## EXERCISE TASK A
Can you write out the rows word for word, from the line holding "Spot the blue life" through the line holding "[[1043, 592], [598, 571], [1123, 617]]", with both of those lines included?

## PAGE EXTRACT

-- Start --

Posted April 16, 2007

George Fann says there’s no hidden meaning behind the name he and his fellow researchers chose for their scientific software framework.  MADNESS was a catchy play on words for Multiresolution Adaptive Numerical Scientific Simulation and, perhaps, a reflection of the project’s ambitious nature.

Unusual name aside, MADNESS could cause a stir in the scientific modeling community.  The mathematical methods behind it could allow scientists to attack problems previously considered computationally impossible.  They also could let scientists solve such problems with a previously unattainable level of precision.

Fann, a senior researcher at the Department of Energy’s Oak Ridge National Laboratory, is collaborating on the project with University of Colorado applied mathematician Gregory Beylkin and Robert Harrison, leader of Oak Ridge’s Computational Chemical Sciences Group.

The work, supported by DOE’s Office of Advanced Scientific Computing Research through the Scientific Discovery through Advanced Computing (SciDAC) program, could have uses in energy technology, drug development, and other fields.

The researchers are applying the mathematical methods encompassed in MADNESS to computational chemistry with a focus on solving the electronic structures of atoms, molecules and nanoscale systems.  They’re also preparing their models to run on the next generation of high-performance computers.

Modeling in many dimensions

Scientists running such models often must limit their size.  The algorithms – mathematical recipes computers use – that are practical in one dimension demand too much computer time for high-accuracy applications in the multiple dimensions needed to represent big systems of many atoms or molecules.

To do such computations, “usually you’re using a reduced model so you actually compute in three dimensions (instead of more) and you’re assuming certain things,” Fann says.

-- End --

## AVAILABLE DATA
-- Start --

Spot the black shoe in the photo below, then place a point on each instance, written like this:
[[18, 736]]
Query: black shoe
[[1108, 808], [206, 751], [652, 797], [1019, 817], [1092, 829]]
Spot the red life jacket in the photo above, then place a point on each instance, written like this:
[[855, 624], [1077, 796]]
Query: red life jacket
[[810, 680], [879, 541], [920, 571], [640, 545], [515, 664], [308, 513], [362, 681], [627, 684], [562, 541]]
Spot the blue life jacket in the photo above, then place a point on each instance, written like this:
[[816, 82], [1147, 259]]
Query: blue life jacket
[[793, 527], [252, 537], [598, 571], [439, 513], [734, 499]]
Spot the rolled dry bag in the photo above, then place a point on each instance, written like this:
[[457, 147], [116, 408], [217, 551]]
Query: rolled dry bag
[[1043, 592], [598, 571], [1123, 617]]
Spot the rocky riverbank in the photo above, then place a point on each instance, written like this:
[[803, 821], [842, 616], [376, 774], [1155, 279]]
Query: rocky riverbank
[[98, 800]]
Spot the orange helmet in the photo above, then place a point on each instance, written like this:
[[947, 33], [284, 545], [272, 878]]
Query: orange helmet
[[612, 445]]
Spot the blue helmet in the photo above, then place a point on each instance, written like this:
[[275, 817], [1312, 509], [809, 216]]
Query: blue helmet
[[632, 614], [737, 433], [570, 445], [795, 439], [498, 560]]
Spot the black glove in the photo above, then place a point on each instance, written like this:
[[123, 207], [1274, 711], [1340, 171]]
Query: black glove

-- End --

## EXERCISE TASK B
Can you condense the paragraph of the MADNESS article that begins "The researchers are applying" into a single shorter sentence that keeps its main facts?

## RESPONSE A
Spot the blue life jacket in the photo above, then place a point on each instance, written like this:
[[816, 82], [1147, 259]]
Query: blue life jacket
[[793, 527], [252, 537], [598, 571], [439, 513], [734, 499]]
Spot the rolled dry bag in the photo above, then place a point on each instance, written like this:
[[457, 147], [116, 408], [217, 551]]
Query: rolled dry bag
[[1043, 592], [598, 571], [1123, 617]]

## RESPONSE B
The researchers are applying the MADNESS methods to computational chemistry, focusing on the electronic structures of atoms, molecules and nanoscale systems, and are readying their models for next-generation high-performance computers.